Extract every line of the data below and reproduce each one verbatim, keeping the original order, spacing, and punctuation.

Begin

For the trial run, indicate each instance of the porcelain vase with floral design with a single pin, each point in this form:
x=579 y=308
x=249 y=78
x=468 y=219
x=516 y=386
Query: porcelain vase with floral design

End

▶ _SOLUTION FOR THIS PROBLEM_:
For the trial run, indicate each instance of the porcelain vase with floral design with a single pin, each point in this form:
x=579 y=308
x=249 y=78
x=468 y=219
x=516 y=386
Query: porcelain vase with floral design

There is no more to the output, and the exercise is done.